→ Task statement
Quote the records below in full, exactly as given, with the images taken out.

══ Source information ══

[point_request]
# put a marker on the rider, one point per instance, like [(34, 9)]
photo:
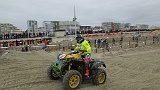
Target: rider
[(83, 44)]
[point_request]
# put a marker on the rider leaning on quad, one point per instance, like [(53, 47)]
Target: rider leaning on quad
[(83, 44)]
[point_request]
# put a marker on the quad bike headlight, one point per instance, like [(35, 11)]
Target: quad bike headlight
[(61, 56)]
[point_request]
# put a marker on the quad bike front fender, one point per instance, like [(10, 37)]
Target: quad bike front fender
[(98, 64), (57, 70)]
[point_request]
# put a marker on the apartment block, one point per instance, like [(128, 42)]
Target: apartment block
[(8, 28), (32, 27)]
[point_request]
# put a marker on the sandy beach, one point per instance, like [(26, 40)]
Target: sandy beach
[(128, 69)]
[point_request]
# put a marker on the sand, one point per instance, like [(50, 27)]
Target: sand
[(130, 69)]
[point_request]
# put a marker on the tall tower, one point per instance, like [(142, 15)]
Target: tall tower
[(74, 20)]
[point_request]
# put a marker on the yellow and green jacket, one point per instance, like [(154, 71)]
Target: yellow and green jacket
[(84, 46)]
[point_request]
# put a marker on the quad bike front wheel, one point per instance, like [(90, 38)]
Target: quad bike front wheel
[(99, 77), (72, 80), (52, 74)]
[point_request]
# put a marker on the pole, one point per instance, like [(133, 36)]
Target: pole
[(74, 19)]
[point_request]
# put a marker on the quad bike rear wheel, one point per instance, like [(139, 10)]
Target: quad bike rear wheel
[(99, 77), (72, 80), (51, 74)]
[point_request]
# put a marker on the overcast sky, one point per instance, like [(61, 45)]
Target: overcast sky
[(88, 12)]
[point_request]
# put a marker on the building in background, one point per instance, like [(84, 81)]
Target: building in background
[(68, 26), (32, 28), (85, 29), (107, 26), (8, 28), (142, 26)]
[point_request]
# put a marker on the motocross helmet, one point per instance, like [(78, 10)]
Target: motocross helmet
[(79, 38)]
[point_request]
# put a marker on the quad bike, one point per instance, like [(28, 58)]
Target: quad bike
[(71, 68)]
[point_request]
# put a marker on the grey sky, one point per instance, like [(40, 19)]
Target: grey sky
[(88, 12)]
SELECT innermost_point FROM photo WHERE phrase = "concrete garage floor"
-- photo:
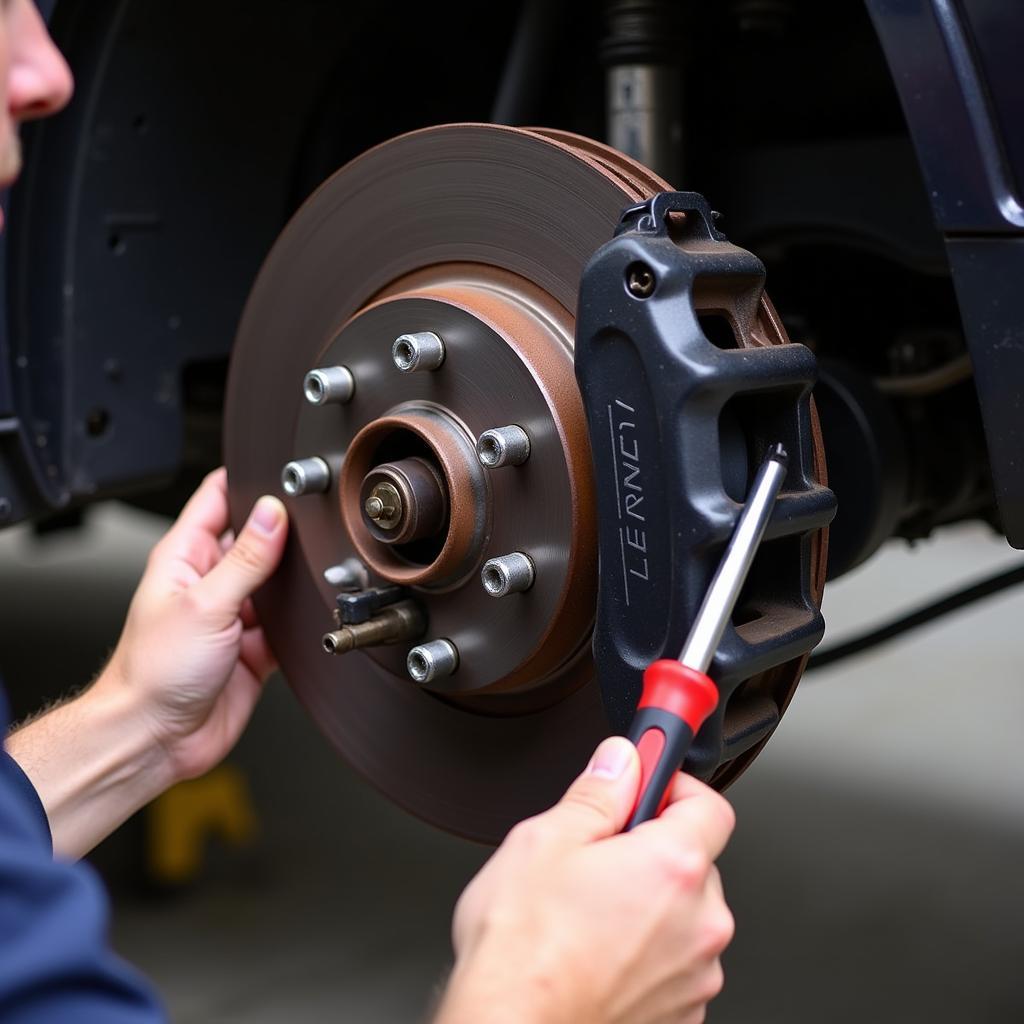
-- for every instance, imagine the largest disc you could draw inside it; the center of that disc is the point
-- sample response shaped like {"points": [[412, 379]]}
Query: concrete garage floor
{"points": [[876, 873]]}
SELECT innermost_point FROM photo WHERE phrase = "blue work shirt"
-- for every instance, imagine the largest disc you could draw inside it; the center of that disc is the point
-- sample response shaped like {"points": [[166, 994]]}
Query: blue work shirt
{"points": [[56, 966]]}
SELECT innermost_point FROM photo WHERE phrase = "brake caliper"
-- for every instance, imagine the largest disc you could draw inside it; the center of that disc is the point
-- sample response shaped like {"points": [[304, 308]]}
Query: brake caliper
{"points": [[687, 378]]}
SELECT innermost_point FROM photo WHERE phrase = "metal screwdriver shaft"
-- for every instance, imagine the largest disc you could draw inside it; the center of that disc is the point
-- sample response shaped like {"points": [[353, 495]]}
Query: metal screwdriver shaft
{"points": [[678, 695], [731, 573]]}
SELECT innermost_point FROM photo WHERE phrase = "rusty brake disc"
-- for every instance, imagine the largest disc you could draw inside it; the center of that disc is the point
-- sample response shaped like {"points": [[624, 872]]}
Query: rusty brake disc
{"points": [[476, 235]]}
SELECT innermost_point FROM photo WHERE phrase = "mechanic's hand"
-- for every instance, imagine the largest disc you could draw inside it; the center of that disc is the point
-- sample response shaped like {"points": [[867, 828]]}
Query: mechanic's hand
{"points": [[570, 923], [192, 652]]}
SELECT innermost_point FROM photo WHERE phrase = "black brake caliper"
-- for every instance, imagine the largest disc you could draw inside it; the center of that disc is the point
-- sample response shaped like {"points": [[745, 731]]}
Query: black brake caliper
{"points": [[680, 416]]}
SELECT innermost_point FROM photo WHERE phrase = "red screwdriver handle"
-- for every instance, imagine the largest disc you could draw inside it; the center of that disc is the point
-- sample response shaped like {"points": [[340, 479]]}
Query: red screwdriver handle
{"points": [[675, 702]]}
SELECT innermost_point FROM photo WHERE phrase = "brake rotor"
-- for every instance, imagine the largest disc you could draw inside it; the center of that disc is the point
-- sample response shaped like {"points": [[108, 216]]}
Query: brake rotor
{"points": [[477, 235]]}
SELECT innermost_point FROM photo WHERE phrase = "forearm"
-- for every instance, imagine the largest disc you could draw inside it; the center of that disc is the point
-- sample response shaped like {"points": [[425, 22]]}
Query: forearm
{"points": [[486, 988], [93, 763]]}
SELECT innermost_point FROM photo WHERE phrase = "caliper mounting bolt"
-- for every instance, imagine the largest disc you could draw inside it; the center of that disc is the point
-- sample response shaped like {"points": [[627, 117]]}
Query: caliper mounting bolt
{"points": [[508, 574], [640, 281], [503, 446], [329, 384], [305, 476], [432, 660], [423, 350]]}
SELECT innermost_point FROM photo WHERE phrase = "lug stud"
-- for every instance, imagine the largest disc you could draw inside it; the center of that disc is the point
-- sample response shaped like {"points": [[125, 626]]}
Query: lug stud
{"points": [[305, 476], [503, 446], [432, 660], [329, 384], [424, 350], [506, 574]]}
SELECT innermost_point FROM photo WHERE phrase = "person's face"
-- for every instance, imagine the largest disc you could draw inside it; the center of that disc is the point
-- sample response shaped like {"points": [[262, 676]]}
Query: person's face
{"points": [[34, 77]]}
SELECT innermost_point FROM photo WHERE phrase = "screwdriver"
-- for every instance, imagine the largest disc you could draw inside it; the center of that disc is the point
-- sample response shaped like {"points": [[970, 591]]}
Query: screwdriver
{"points": [[678, 695]]}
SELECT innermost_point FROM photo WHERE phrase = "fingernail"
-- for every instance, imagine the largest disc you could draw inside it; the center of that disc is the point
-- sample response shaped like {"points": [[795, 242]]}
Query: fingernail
{"points": [[266, 515], [610, 758]]}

═══

→ Your response
[point_request]
# put a marker on the rider, one point per instance, like [(34, 9)]
photo:
Target: rider
[(83, 44)]
[point_request]
# put a marker on the rider leaning on quad, one point per instance, like [(53, 47)]
Target: rider leaning on quad
[(83, 44)]
[point_request]
# put a marker on the quad bike headlight, one point per instance, like [(35, 11)]
Target: quad bike headlight
[(61, 56)]
[point_request]
# put a marker on the quad bike front fender, one point per instance, like [(10, 37)]
Target: quad bike front fender
[(98, 64), (57, 70)]
[point_request]
# put a marker on the apartment block, one point per instance, like [(128, 42)]
Target: apartment block
[(8, 28), (32, 27)]
[point_request]
# put a marker on the sandy beach, one point per instance, like [(26, 40)]
Target: sandy beach
[(128, 69)]
[point_request]
# put a marker on the sand, one point per instance, like [(50, 27)]
Target: sand
[(130, 69)]
[point_request]
# put a marker on the tall tower, one point per instance, like [(142, 15)]
Target: tall tower
[(74, 20)]
[point_request]
# put a marker on the yellow and green jacket, one point per instance, like [(154, 71)]
Target: yellow and green jacket
[(84, 46)]
[point_request]
# put a marker on the quad bike front wheel, one point per instance, like [(90, 38)]
Target: quad bike front wheel
[(99, 77), (72, 80), (52, 74)]
[point_request]
# put a marker on the pole, one point per instance, like [(133, 36)]
Target: pole
[(74, 19)]
[point_request]
# put a marker on the quad bike rear wheel, one point per instance, like [(139, 10)]
Target: quad bike rear wheel
[(99, 77), (72, 80), (51, 74)]
[point_request]
# put a marker on the overcast sky, one point per instance, like [(61, 45)]
Target: overcast sky
[(88, 12)]
[point_request]
# put a marker on the building in background, one point per instance, like [(84, 81)]
Target: building in background
[(68, 26), (32, 28), (85, 29), (107, 26), (8, 28), (142, 26)]
[point_request]
# put a marker on the motocross helmet, one point per instance, like [(78, 10)]
Target: motocross helmet
[(79, 38)]
[point_request]
# put a marker on the quad bike, one point per instance, like [(28, 58)]
Target: quad bike
[(71, 68)]
[point_request]
# put a marker on the grey sky, one point per instance, like [(40, 19)]
Target: grey sky
[(88, 12)]
SELECT innermost_point FROM photo WHERE phrase = "concrete garage floor"
-- photo:
-- for every instance, imagine the largest disc you could draw inside it; the center of that disc is the point
-- sample response shaped like {"points": [[412, 379]]}
Query: concrete garage floor
{"points": [[876, 873]]}
SELECT innermost_point FROM photo WHERE phrase = "blue work shirt"
-- for every instance, imagine the largest disc you could draw inside it; the center of that disc is the point
-- sample response shaped like {"points": [[166, 994]]}
Query: blue work shirt
{"points": [[56, 966]]}
SELECT innermost_point FROM photo WHERE phrase = "brake caliper"
-- for every instance, imagine the largest disc you could draw inside it; the center of that disc is the point
-- sample response shaped like {"points": [[304, 308]]}
Query: brake caliper
{"points": [[687, 378]]}
SELECT innermost_point FROM photo WHERE phrase = "metal screwdriver shaft"
-- for every instance, imagine the largest disc you could draw inside it; the center of that disc is the point
-- sample response shaped like {"points": [[353, 495]]}
Query: metal screwdriver shaft
{"points": [[678, 695], [731, 573]]}
SELECT innermost_point FROM photo WHERE phrase = "rusty brake disc"
-- for every instance, imagine the largest disc you could draw inside it; the center of that disc is the point
-- sample response shaped like {"points": [[624, 872]]}
Query: rusty brake disc
{"points": [[476, 235]]}
SELECT innermost_point FROM photo WHERE phrase = "mechanic's hand"
-- for every instance, imagine the largest disc you could draw inside it; the center of that disc is the point
-- sample response shaped like {"points": [[867, 828]]}
Query: mechanic's hand
{"points": [[570, 923], [192, 652]]}
SELECT innermost_point FROM photo WHERE phrase = "black brake caliper"
-- for every instance, imagine the largest disc you could draw inside it; the center of that disc is the point
-- sample response shaped like {"points": [[745, 731]]}
Query: black brake caliper
{"points": [[680, 416]]}
SELECT innermost_point FROM photo WHERE phrase = "red screwdriver handle"
-- for every instance, imagine the largest disc you could draw inside it; the center of that disc is the point
-- sample response shaped like {"points": [[340, 479]]}
Query: red screwdriver handle
{"points": [[675, 702]]}
SELECT innermost_point FROM photo WHERE phrase = "brake rotor"
-- for every instance, imagine the largest disc you could draw inside it; the center of that disc is the point
-- sample response shaped like {"points": [[108, 216]]}
Query: brake rotor
{"points": [[477, 235]]}
SELECT innermost_point FROM photo WHERE phrase = "forearm"
-- for every instance, imagine the largest disc you could draw inside it; the center of that disc is the point
-- sample response shaped like {"points": [[425, 22]]}
Query: forearm
{"points": [[486, 988], [93, 763]]}
SELECT innermost_point FROM photo WHERE phrase = "caliper mounting bolt"
-- for every instance, imagine the largest disc you could draw inside it; the center of that disc is the point
-- sample response shaped like {"points": [[627, 117]]}
Query: caliper mounting bolt
{"points": [[508, 574], [640, 281], [503, 446], [329, 384], [305, 476], [432, 660], [423, 350]]}
SELECT innermost_point FROM photo WHERE phrase = "lug stud"
-- for every instance, imagine the largest disc you could draw inside it; the center of that disc is the point
-- sample response shaped like {"points": [[125, 626]]}
Query: lug stud
{"points": [[305, 476], [503, 446], [432, 660], [329, 384], [424, 350], [506, 574]]}
SELECT innermost_point FROM photo WHERE phrase = "person's face"
-- for every instance, imagine the largest disc you could draw inside it; the center of that disc is the point
-- sample response shaped like {"points": [[262, 676]]}
Query: person's face
{"points": [[34, 77]]}
SELECT innermost_point FROM photo WHERE phrase = "screwdriver"
-- for every instance, imagine the largest disc you could draw inside it; the center of that disc is the point
-- sample response shaped like {"points": [[970, 591]]}
Query: screwdriver
{"points": [[678, 695]]}
SELECT innermost_point FROM photo WHERE phrase = "fingernail"
-- for every instance, imagine the largest disc you could draw inside it; the center of that disc is the point
-- sample response shaped like {"points": [[795, 242]]}
Query: fingernail
{"points": [[266, 515], [610, 758]]}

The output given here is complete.